Exercise -
Print the whole listing exactly as it appears, but skip the pictures.
** Opening Records to process block **
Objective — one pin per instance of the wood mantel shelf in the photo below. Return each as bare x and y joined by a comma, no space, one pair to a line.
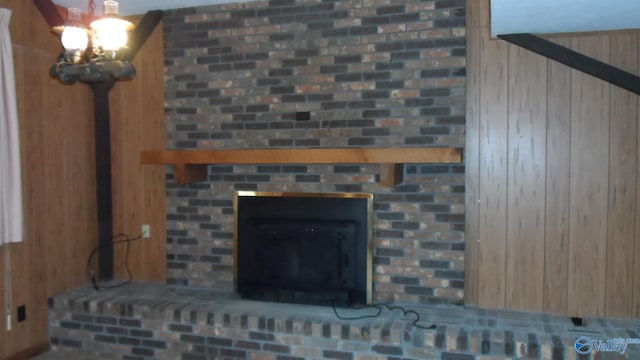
191,165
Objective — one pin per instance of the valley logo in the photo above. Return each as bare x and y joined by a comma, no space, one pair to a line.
585,345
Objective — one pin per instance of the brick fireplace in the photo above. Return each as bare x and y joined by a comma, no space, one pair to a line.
321,74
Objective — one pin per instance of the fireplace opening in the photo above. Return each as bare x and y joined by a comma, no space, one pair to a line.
307,248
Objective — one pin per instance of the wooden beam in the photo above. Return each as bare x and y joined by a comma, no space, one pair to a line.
576,60
186,173
305,156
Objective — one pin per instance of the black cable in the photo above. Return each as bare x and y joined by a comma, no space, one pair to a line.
111,242
379,308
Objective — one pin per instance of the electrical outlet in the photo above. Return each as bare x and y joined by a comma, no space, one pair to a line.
146,231
22,313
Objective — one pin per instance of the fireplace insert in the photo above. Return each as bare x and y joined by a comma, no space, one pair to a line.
308,248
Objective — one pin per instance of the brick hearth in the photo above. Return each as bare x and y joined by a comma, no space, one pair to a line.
153,321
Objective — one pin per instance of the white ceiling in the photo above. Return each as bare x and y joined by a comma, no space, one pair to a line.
559,16
507,16
133,7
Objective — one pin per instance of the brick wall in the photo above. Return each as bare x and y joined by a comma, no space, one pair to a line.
309,73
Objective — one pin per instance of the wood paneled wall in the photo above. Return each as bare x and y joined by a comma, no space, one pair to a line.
552,157
56,131
139,196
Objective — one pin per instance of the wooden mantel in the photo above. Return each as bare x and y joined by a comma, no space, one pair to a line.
191,165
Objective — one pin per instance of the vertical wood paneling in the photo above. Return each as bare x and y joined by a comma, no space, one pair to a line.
622,184
472,156
478,13
556,250
526,177
589,185
636,247
57,229
139,192
56,131
558,218
493,172
154,188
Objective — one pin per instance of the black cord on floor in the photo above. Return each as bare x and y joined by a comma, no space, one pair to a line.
111,242
389,307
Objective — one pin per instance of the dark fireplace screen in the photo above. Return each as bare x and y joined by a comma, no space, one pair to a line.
303,248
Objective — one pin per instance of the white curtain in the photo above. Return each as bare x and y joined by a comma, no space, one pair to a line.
11,217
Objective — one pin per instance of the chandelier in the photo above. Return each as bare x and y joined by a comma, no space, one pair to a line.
94,53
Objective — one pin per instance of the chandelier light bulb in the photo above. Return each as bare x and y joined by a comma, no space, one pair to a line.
111,31
74,36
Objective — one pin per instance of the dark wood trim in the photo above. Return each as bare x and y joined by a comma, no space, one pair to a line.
101,113
49,12
31,352
141,33
576,60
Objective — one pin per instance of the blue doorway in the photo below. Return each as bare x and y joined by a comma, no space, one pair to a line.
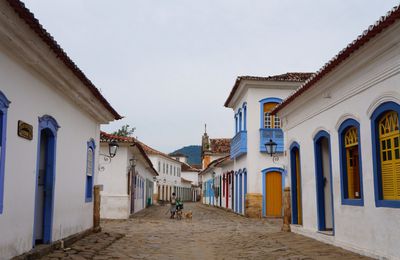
324,187
45,180
297,216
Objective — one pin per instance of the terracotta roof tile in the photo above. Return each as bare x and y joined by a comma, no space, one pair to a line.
220,145
372,31
187,168
288,77
29,18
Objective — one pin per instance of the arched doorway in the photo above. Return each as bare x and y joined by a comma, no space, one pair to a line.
45,180
297,217
324,181
273,183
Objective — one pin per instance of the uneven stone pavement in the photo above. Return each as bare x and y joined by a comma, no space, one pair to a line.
211,234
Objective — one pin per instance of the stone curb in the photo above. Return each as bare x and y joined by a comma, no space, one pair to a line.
43,250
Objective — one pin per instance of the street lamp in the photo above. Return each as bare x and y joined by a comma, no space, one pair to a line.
271,147
112,151
132,162
112,148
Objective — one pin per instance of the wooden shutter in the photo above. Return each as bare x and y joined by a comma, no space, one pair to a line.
389,152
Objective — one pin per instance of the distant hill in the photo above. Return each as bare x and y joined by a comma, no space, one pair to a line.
193,152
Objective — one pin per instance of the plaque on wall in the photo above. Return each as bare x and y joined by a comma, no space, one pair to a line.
25,130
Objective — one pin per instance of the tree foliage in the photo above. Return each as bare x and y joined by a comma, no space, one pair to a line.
125,131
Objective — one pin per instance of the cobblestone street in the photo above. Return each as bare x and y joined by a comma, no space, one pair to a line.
211,234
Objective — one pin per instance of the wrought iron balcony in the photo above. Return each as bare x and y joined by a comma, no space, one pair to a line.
239,144
274,134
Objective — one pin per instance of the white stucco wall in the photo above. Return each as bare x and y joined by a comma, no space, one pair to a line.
31,97
191,176
255,161
369,78
115,200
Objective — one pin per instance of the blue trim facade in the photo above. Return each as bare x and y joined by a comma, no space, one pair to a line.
236,192
293,172
376,158
49,126
264,193
343,164
89,179
320,182
239,141
244,106
264,101
240,192
275,134
4,104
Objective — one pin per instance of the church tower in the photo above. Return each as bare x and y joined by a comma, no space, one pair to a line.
205,149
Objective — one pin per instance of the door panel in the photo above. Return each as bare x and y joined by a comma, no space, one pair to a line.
273,194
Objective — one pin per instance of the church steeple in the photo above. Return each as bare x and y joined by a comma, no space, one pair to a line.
** Closing Records to process block **
Result -
Objective — one pin per instance of the wood mantel shelf in the photo below. Return each as bare x and y joined by a comma, no space, one pair to a line.
191,165
Objective — one pin per instance of the valley logo in the photo above. Return each as bare x and y joined by a comma, no space, one pair to a line.
585,345
Objective — one pin per instance of the brick fireplace in the photo above. Return each as bare x and y joined by a comma, no space, one pair to a line.
321,74
Objective — one pin per instance of the fireplace opening in the photo above. Return each as bare x and y joined by a comma, no space, one pair to a line.
307,248
Objective — one pin per instance of the wooden beam in the photo above. Return each as bare x and y joined by a comma, no space, one pair to a line.
576,60
186,173
305,156
Objective — one pin per instance of the black cable in the photo above. Return each as bare x and y joined by a comma, no space, one pair to a line.
111,242
379,308
Objective — one pin per instance of the electrical outlet in the photo above. Return each as bare x and y joined by a comma, no space, one pair to a line.
146,231
22,313
Objective — one pin per instance of the fireplace insert in the photo above. Return each as bare x and y joined by a comma, no space, one pair to a line.
308,248
Objective — one pin per instance of the brick hearth in the photo above. Return each as bare x and y joined by a comma, no space, one pair to a line.
153,321
Objective — one pin per instance of the white ceiling in the photo above. Return each as bare x and y joined by a comma, no space, one pair to a line.
559,16
507,16
133,7
Objective — one pin per instance of the brick wall in the photo above. Return each as bare x and y joined by a comma, no space, one pair to a line.
309,73
Objective — one pin per instance of the wood paneled wall in the photo above. Return each as bare x and y joined by a comma, no space, one pair to a line.
552,157
56,131
139,196
Objective — one pin per instance of the wooden mantel in the photo above. Return each as bare x and y joined by a comma, no space, one pair to a line.
191,165
Objective — one pin per instance of the vertical wood paneling in the photo above. Return each as bare x and y joined by a comma, no space, one pair to a line.
622,184
472,156
478,13
556,250
526,177
589,185
636,247
57,229
139,192
56,131
558,218
493,172
154,188
Objective — one pin per instance of the black cord on floor in the photo above. Return each as bare x and y joined by a comma, no space, one pair to a line.
111,242
389,307
Objective — one pin per instance of the dark fireplace screen in the photo above. Return each as bare x and y joined by a comma, no space, one pair to a line.
303,248
Objective — one pin per instance of the white curtain in the photo above. Return each as bare x and y joined by a comma, no space, one pair to a line.
11,217
Objective — one pin per instance of the chandelier in the photo above. Return each as bare x and y joined by a comma, no space, one pair to a line.
94,53
Objective — one pin per instance of the chandelier light bulb in the photo above. Return each as bare x and y joined by a comma, no space, one pair to a line.
111,31
74,36
Objective — one pin per instance of the dark wood trim in the photo above. Return each as bare x and y joined by a comma, no space, one pair to a line.
101,113
49,12
31,352
141,33
576,60
Objective — one pin per instance of the blue doorway in the photo below. Return each as bare x and y joined by a comma, no space, one pair to a line.
324,187
45,180
297,216
Objective — one pin per instance of the terracotta roof tile in the photo above. Return each as bare x and y joined by a comma, no space, one pair to a line.
220,145
372,31
187,168
288,77
29,18
Objective — one pin per instance of the arched doorway in the photo above. Return each as bare x and y joined by a comma, no space, one pair to a line.
45,180
297,217
324,181
273,183
Objective — one pin per instance of the uneven stone pavement in the photo above. Return each as bare x and y joined by a comma, no space, one pair to a line.
211,234
Objective — one pin per instance of the stone curb in the photo above. Return each as bare x and y joined by a comma, no space, one pair to a line.
43,250
Objective — one pin per instance of the street lamp in the photo above. Return each as bare x and y joined by a comma, no space, one pair to a line.
271,147
112,151
132,162
112,148
Objective — one pin per instance of the wooden shutter in the photo above. Return each as bare x and y joined by a comma, no space, one pair to a line.
389,152
Objective — one pin per instance of the distant hill in the photo above. Return each as bare x and y joined by a comma, no space, one pair to a line.
193,152
Objective — one pin per instance of the plaque on wall in the photo above. Return each as bare x and y joined by a comma, no space, one pair to a line.
25,130
Objective — one pin per instance of the tree foliage in the photo above. Return each as bare x and y joined by a comma, no space, one pair to a line.
125,131
Objective — one pin per instance of the cobblestone street in the photo above. Return each as bare x and y joined by a comma, no space, one pair to a line.
211,234
Objective — one pin per instance of the wrought iron balcony in the photo above. Return each as bare x and y joined by a comma, no space, one pair to a line.
239,144
274,134
Objective — one pin per instance of the white stucco wall in the photo above. Return each as bare x and y joined by a comma, no space, one pair to a line.
31,97
191,176
255,161
369,78
115,200
Objective — one pin per instance of the blue trim facade in the photo above. Return each as bare x and y joined by a comma, no space, one pair to a line.
236,192
293,172
376,158
49,126
264,193
343,164
89,179
320,182
239,141
244,106
264,101
240,192
275,134
4,104
Objective — one pin per instance of the church tower in the photo above. Return each as bare x and y joined by a comma, no space, one pair to a line.
205,149
Objective — one pin per instance of the door panel in the photo above. Return each as bare x and y joined by a comma, no space, one pair to a line.
273,194
Objective — one pin per instance of the church steeple in the photo above. Return each as bare x and y joined by a comma, no space, one pair to a line.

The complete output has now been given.